• **Task 1**
Report every line of the rows below that contains the word "loose".

• **Page extract**
★ ★ ★ ★ ★

If a fluid dynamics problem is approximated with a suitable number of snapshots from which a rich set of basis vectors is available, the singular values become small rapidly and a small number of basis vectors are adequate to reconstruct and approximate the snapshots as they preserve the most significant ensemble energy contribution. In this way, POD provides an efficient mean of capturing the dominant features of a multi–degree of freedom system and representing it to the desired precision by using the relevant set of modes. The reduced order model is derived by projecting the CFD model onto a reduced space spanned by only some of the proper orthogonal modes or POD eigenfunctions. This process realizes a kind of lossy data compression through the following approximation

$$\begin{aligned} \mathbf {s}_{j}\simeq \bar{\mathbf {s}}+ \sum _{i=1}^{\hat{M}}\alpha _{i}(\mathbf {x}_j) {\varvec{\phi }}_{i} \end{aligned}$$

(11)

where

$$\begin{aligned} \hat{M}\le M \implies \sum _{i=1}^{\hat{M}}\sigma _{i}^{2}\ge \varepsilon \sum _{i=1}^{M}\sigma _{i}^{2} \end{aligned}$$

(12)

★ ★ ★ ★ ★

Stored records:
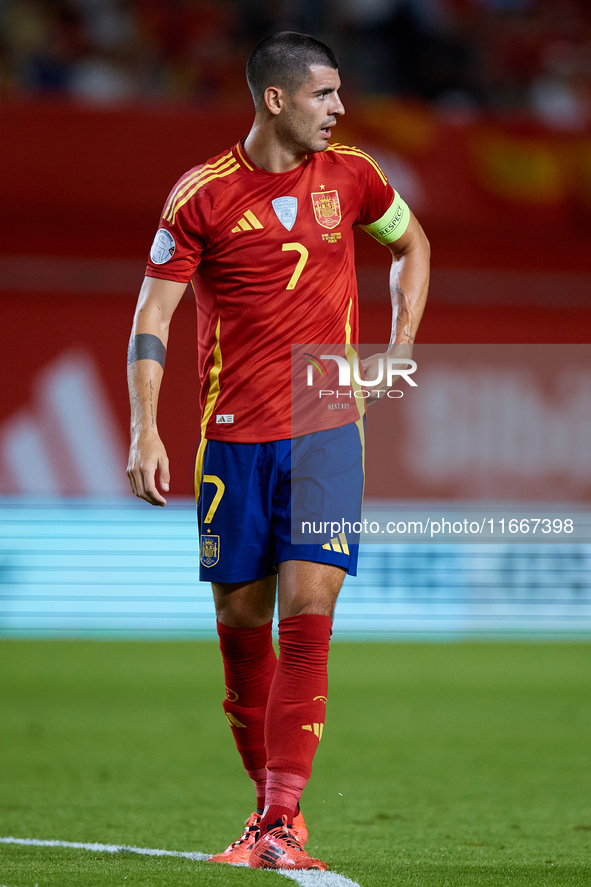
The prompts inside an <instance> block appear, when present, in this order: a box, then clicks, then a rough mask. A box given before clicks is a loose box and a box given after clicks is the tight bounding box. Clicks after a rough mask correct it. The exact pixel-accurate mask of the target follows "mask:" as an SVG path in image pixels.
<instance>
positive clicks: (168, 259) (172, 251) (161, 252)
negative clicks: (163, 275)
mask: <svg viewBox="0 0 591 887" xmlns="http://www.w3.org/2000/svg"><path fill="white" fill-rule="evenodd" d="M175 250H176V243H175V242H174V237H173V236H172V234H171V233H170V231H167V230H166V228H159V229H158V231H156V237H155V238H154V243H153V244H152V249H151V250H150V258H151V260H152V261H153V262H154V264H155V265H164V263H165V262H168V260H169V259H172V257H173V256H174V251H175Z"/></svg>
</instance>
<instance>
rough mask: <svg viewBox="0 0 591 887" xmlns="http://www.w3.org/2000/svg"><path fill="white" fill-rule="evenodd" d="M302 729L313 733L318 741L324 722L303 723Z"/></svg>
mask: <svg viewBox="0 0 591 887" xmlns="http://www.w3.org/2000/svg"><path fill="white" fill-rule="evenodd" d="M302 730H309V731H310V733H313V734H314V736H317V737H318V742H320V740H321V739H322V731H323V730H324V724H304V725H303V727H302Z"/></svg>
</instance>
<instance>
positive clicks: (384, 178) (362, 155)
mask: <svg viewBox="0 0 591 887" xmlns="http://www.w3.org/2000/svg"><path fill="white" fill-rule="evenodd" d="M326 150H327V151H334V152H335V153H336V154H352V155H353V156H354V157H362V158H363V159H364V160H367V162H368V163H371V165H372V166H373V168H374V169H375V171H376V172H377V174H378V175H379V177H380V178H381V180H382V182H383V183H384V185H387V184H388V179H387V178H386V176H385V174H384V173H383V172H382V170H381V169H380V167H379V166H378V164H377V163H376V161H375V160H374V159H373V157H370V156H369V154H366V153H365V151H362V150H361V148H354V147H349V146H348V145H339V144H337V143H336V142H335V143H333V144H331V145H329V146H328V148H327V149H326Z"/></svg>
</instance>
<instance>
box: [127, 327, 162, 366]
mask: <svg viewBox="0 0 591 887" xmlns="http://www.w3.org/2000/svg"><path fill="white" fill-rule="evenodd" d="M136 360H155V361H156V362H157V363H159V364H160V366H161V367H162V369H164V362H165V361H166V348H165V347H164V343H163V342H162V341H161V340H160V339H159V338H158V336H153V335H152V334H151V333H138V334H137V335H136V336H132V337H131V339H130V340H129V348H128V349H127V366H129V364H130V363H135V361H136Z"/></svg>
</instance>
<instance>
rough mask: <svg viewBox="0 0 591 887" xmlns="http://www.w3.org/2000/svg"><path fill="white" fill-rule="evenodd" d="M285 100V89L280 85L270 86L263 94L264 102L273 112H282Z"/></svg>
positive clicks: (272, 112)
mask: <svg viewBox="0 0 591 887" xmlns="http://www.w3.org/2000/svg"><path fill="white" fill-rule="evenodd" d="M283 102H284V95H283V90H282V89H281V87H280V86H268V87H267V88H266V90H265V92H264V95H263V103H264V104H265V105H266V107H267V109H268V110H269V111H270V112H271V114H274V115H277V114H279V113H280V111H281V109H282V107H283Z"/></svg>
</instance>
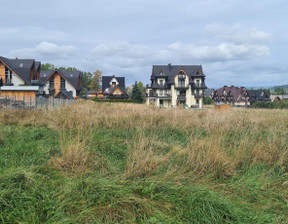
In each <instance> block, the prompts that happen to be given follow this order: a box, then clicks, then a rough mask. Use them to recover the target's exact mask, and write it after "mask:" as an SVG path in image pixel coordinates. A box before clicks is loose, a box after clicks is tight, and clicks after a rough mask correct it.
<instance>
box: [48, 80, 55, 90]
mask: <svg viewBox="0 0 288 224" xmlns="http://www.w3.org/2000/svg"><path fill="white" fill-rule="evenodd" d="M49 89H54V78H51V79H50V80H49Z"/></svg>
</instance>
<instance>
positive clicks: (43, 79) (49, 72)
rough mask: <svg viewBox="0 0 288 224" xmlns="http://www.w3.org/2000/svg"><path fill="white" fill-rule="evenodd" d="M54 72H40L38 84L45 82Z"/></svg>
mask: <svg viewBox="0 0 288 224" xmlns="http://www.w3.org/2000/svg"><path fill="white" fill-rule="evenodd" d="M53 72H54V71H40V77H39V81H40V82H45V80H46V79H47V78H48V77H49V76H50V75H51V74H52V73H53Z"/></svg>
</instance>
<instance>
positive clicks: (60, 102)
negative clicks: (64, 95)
mask: <svg viewBox="0 0 288 224" xmlns="http://www.w3.org/2000/svg"><path fill="white" fill-rule="evenodd" d="M74 102H76V100H74V99H58V98H54V97H49V98H47V97H42V96H39V97H33V96H23V97H8V96H3V97H0V109H10V108H17V109H45V108H53V107H58V106H65V105H69V104H72V103H74Z"/></svg>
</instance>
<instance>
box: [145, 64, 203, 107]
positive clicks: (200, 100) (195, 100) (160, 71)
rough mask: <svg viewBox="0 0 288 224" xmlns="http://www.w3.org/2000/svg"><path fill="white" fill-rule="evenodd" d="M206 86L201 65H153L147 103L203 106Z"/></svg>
mask: <svg viewBox="0 0 288 224" xmlns="http://www.w3.org/2000/svg"><path fill="white" fill-rule="evenodd" d="M206 88H207V87H206V85H205V75H204V74H203V70H202V66H201V65H171V64H168V65H153V68H152V75H151V85H147V86H146V104H148V105H155V106H158V107H177V106H178V107H180V106H182V107H195V108H202V106H203V93H204V89H206Z"/></svg>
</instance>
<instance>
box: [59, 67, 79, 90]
mask: <svg viewBox="0 0 288 224" xmlns="http://www.w3.org/2000/svg"><path fill="white" fill-rule="evenodd" d="M57 71H59V73H60V74H61V75H63V76H64V78H65V79H67V80H68V81H69V82H70V83H71V84H72V85H73V86H74V87H75V88H79V86H77V85H78V81H79V79H81V78H82V72H80V71H65V70H58V69H57Z"/></svg>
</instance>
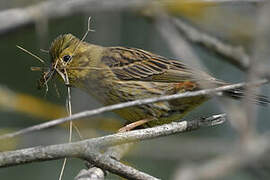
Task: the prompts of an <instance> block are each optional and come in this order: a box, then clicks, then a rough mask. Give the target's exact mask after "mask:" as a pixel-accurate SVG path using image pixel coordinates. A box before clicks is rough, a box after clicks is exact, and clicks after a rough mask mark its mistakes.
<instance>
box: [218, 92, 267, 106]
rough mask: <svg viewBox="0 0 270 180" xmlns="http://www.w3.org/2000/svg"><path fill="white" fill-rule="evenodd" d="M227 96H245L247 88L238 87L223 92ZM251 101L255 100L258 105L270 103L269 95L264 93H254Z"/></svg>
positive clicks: (235, 96)
mask: <svg viewBox="0 0 270 180" xmlns="http://www.w3.org/2000/svg"><path fill="white" fill-rule="evenodd" d="M223 94H224V95H225V96H228V97H231V98H234V99H242V98H243V97H244V96H245V89H244V88H237V89H230V90H227V91H224V93H223ZM253 96H254V98H253V97H252V99H251V101H253V102H255V103H256V104H258V105H262V106H267V105H268V104H270V100H269V98H268V97H267V96H264V95H257V94H256V95H253Z"/></svg>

★ ★ ★ ★ ★

• **Task 2**
List each lowercase Greek letter that appears in the two numbered equations of the POD excerpt above.

• **Problem solution 1**
The prompts inside an <instance> block appear, when present, in this order: a box, then clicks, then a rough mask. A box given before clicks is a loose box and a box given after clicks is the tight bounding box. Clicks after a rough mask correct it. The exact pixel-accurate mask of the target follows "mask:" as an SVG path in image pixels.
In each <instance> block, the prompts that happen to be given follow this order: a box, then clicks, then a rough mask. Use them to recover the target's exact mask, and write it after "mask:" as an SVG path in image pixel coordinates. A box before clicks is loose, a box after clicks is tight, and clicks after a rough mask correct it.

• **Problem solution 2**
α, φ, σ, ε